**TASKS TO COMPLETE**:
**A)** In the passage about words from end-of-year movies, list every thing that Airworld is said to have its own version of.
**B)** Continue the passage about words from end-of-year movies, picking up right after its final sentence.

**PAGE EXCERPT**:

___

The end-of-the-year movie rush is upon us, when the studios roll out their high-prestige projects. I've been thinking about words related to two major movies of the season: Up in the Air (now in theaters), adapted from the novel of the same name by Walter Kirn, and Avatar (coming soon!), the sci-fi extravaganza from James Cameron of Titanic fame.

The protagonist of Up in the Air, Ryan Bingham (played by George Clooney) is a corporate downsizer who constantly travels the country laying off employees at different companies. He has no real home in the traditional sense, and no real friends either, but he feels quite at home in the place-less places of air travel. In Kirn's novel, the character dubs his home "Airworld":

I call it Airworld; the scene, the place, the style. My hometown papers are USA Today and The Wall Street Journal. The big-screen Panasonics in the club rooms broadcast all the news I need, with an emphasis on the markets and the weather. My literature — yours, too, I see — is the best seller or the near-best seller, heavy on themes of espionage, high finance and the goodness of common people in small towns... Airworld is a nation within a nation, with its own language, architecture, mood and even its own currency — the token economy of airline bonus miles that I've come to value more than dollars. Inflation doesn't degrade them. They're not taxed. They're private property in its purest form.

___

**EXTRACTED DATA**:
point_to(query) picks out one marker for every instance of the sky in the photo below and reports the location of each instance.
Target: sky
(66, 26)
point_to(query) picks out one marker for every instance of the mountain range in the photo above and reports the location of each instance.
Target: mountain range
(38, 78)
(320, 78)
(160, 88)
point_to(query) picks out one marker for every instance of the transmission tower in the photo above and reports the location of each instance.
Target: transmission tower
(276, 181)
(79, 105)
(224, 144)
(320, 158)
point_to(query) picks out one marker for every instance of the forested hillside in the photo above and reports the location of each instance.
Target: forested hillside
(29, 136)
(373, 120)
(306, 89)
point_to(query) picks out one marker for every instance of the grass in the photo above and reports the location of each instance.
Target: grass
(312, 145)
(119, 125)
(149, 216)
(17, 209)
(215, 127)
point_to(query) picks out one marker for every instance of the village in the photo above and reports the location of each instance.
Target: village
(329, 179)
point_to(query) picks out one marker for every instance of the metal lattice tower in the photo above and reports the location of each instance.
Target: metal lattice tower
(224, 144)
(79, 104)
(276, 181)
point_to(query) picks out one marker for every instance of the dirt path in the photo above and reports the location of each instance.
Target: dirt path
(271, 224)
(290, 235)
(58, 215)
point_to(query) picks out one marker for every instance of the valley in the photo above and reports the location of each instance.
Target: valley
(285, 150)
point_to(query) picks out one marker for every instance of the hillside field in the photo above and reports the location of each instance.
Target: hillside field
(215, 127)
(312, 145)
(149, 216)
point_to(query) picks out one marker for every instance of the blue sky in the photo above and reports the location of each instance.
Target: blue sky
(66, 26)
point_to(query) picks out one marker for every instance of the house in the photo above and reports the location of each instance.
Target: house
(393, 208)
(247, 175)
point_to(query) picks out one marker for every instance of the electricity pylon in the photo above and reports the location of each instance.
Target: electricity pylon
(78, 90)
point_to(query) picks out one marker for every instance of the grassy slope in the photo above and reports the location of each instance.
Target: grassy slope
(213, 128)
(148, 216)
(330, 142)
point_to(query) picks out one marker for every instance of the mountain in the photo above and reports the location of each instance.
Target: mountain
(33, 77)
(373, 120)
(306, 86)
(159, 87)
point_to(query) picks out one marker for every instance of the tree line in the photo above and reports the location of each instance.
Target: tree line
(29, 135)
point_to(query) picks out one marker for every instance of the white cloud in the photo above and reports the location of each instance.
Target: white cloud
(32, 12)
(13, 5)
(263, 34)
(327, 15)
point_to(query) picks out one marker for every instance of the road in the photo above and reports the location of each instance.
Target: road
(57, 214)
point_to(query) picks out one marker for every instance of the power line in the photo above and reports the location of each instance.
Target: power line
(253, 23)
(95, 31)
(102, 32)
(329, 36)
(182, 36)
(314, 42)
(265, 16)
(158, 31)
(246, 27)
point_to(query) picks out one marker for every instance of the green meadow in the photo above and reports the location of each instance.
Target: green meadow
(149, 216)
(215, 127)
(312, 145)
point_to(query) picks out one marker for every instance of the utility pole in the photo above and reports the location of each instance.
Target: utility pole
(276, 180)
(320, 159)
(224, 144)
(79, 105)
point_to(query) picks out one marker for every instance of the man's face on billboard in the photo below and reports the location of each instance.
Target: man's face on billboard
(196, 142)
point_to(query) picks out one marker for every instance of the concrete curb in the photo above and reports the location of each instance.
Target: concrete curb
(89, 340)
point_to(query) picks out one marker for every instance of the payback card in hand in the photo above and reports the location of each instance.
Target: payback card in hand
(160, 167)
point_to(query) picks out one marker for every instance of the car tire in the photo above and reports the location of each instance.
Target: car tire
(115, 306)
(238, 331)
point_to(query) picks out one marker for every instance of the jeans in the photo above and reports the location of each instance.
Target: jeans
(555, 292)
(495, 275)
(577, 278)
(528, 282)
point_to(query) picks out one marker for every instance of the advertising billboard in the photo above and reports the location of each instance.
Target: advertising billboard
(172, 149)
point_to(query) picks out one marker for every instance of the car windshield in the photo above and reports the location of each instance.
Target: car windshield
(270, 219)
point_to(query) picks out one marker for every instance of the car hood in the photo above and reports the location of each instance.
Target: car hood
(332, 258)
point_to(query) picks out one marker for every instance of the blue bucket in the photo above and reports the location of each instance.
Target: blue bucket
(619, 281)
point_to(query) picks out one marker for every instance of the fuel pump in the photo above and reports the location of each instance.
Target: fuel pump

___

**ANSWERS TO THE PROBLEMS**:
**A)** Language, architecture, mood, and currency.

**B)**
Though Kirn's concept of "Airworld" is brilliantly expressed on the screen through director Jason Reitman's fine adaptation, the term itself, curiously, has not made the transition from book to film. That's a shame, since it's such a handy designation and deserves a wider audience. Some travel bloggers have been inspired by Kirn's coinage and have used "Airworld" since the novel's publication in 2001. The bloggers at World Hum seem to be particularly enamored with the term. When JetBlue opened a new terminal called T5 at John F. Kennedy International Airport (with all the latest amenities, including free wi-fi!), World Hum's Rob Verger celebrated by spending a whole day there, in a series he titled "24 Hours in Airworld." (That sounds a bit like the plot of another airport-centric movie, The Terminal starring Tom Hanks.)

As for Avatar, the most linguistically interesting aspect of this 3-D blockbuster will undoubtedly be the alien language of Na'vi, developed by Paul Frommer, a professor of clinical management communication at the University of Southern California. In last Sunday's "On Language" column in the New York Times Magazine, I place Frommer's work on Na'vi in the context of other sci-fi languages crafted by linguists, most notably Marc Okrand's wildly successful creation of Klingon for the Star Trek franchise.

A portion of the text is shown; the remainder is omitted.